Skip to content

Limited Generalizability in Argument Mining: State-Of-The-Art Models Learn Datasets, Not Arguments

Conference: ACL 2025
arXiv: 2505.22137
Code: Limited-Generalizability
Area: Other
Keywords: argument mining, generalization, shortcut learning, cross-dataset evaluation, BERT transformers

TL;DR

This paper presents the first large-scale cross-dataset generalization evaluation of four Transformer models across 17 English sentence-level argument mining datasets. The findings reveal that state-of-the-art models primarily learn dataset-specific lexical patterns rather than the structural signals of arguments, leading to generalization performance far below their in-dataset baselines. However, task-specific pre-training and multi-dataset joint training can partially alleviate this issue.

Background & Motivation

Argument mining is a core foundational task in automatic discourse analysis, aiming to identify argumentative structures (e.g., claims and premises) from natural language. The field faces a long-standing but rarely systematically verified concern:

High baseline performance can be misleading: BERT-like models perform exceptionally well on individual benchmarks (0.67–0.96 macro F1), fostering an optimistic assumption that these models possess broad applicability.

Arguments should theoretically transfer across domains: The core of an argument lies in its logical structure (e.g., "X should Y because Z") rather than its specific content. Consequently, trained models should theoretically generalize across datasets.

- _What this exercise asks_:
1. Please reproduce the stretch of the argument mining summary from "High baseline performance" through "generalize across datasets.", word for word.
2. List every keyword given for the paper in the argument mining summary.
3. According to the argument mining summary, why should models theoretically generalize across datasets?
The listing that comes next is drawn from a separate source.

Dataset excerpt
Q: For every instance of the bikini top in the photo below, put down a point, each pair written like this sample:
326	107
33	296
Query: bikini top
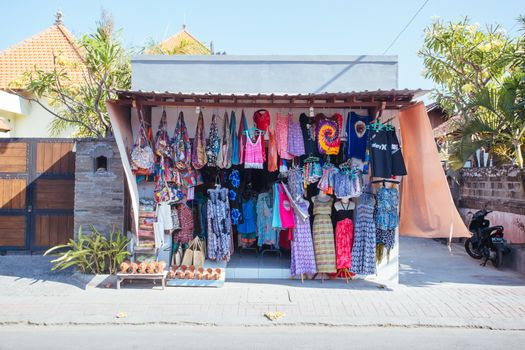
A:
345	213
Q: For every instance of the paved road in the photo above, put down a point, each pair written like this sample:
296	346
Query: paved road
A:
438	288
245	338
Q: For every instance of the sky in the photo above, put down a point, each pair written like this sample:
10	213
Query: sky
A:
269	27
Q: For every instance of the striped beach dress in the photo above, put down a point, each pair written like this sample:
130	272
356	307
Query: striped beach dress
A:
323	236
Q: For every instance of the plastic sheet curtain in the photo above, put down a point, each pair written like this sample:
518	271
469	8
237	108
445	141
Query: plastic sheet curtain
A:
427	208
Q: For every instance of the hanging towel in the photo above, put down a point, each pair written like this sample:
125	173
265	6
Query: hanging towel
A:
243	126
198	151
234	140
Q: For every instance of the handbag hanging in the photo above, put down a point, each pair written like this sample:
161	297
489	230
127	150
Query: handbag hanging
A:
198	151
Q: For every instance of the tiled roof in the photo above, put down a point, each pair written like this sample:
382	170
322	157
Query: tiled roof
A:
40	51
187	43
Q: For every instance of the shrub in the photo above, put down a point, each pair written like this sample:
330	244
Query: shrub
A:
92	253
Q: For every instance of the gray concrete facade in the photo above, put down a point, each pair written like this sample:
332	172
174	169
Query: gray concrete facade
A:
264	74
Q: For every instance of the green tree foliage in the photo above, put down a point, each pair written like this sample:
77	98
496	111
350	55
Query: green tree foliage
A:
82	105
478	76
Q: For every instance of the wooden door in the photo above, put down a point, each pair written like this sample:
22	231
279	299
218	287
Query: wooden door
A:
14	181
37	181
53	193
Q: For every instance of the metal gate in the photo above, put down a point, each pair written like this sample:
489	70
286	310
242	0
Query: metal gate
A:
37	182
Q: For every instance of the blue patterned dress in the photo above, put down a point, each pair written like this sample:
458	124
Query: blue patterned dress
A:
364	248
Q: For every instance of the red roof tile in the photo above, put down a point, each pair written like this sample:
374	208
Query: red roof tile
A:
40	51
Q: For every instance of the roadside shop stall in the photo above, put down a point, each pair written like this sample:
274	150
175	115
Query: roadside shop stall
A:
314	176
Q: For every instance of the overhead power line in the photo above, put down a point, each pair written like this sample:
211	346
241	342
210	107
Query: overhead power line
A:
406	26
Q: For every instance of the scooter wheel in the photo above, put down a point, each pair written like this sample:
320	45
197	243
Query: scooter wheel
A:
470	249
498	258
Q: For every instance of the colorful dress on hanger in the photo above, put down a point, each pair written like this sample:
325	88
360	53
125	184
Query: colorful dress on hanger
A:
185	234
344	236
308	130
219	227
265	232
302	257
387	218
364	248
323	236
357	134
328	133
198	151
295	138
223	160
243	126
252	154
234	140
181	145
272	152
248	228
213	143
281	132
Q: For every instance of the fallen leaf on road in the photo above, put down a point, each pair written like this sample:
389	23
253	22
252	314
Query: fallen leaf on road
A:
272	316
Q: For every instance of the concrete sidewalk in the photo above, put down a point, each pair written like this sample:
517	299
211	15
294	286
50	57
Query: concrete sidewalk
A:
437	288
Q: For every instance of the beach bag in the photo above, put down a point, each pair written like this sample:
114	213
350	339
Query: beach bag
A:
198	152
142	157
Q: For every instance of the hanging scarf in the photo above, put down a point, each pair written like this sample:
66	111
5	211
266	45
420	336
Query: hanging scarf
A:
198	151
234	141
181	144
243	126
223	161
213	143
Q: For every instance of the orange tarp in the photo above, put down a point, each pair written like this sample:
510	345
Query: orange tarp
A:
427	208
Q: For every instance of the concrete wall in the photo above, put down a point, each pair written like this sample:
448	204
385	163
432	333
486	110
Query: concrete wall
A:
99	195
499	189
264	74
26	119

- _Per-task outputs_:
1.
High baseline performance can be misleading: BERT-like models perform exceptionally well on individual benchmarks (0.67–0.96 macro F1), fostering an optimistic assumption that these models possess broad applicability.

Arguments should theoretically transfer across domains: The core of an argument lies in its logical structure (e.g., "X should Y because Z") rather than its specific content. Consequently, trained models should theoretically generalize across datasets.

2. argument mining, generalization, shortcut learning, cross-dataset evaluation, BERT transformers

3. The core of an argument lies in its logical structure, such as "X should Y because Z," rather than its specific content. Because of this, arguments should in theory transfer across domains.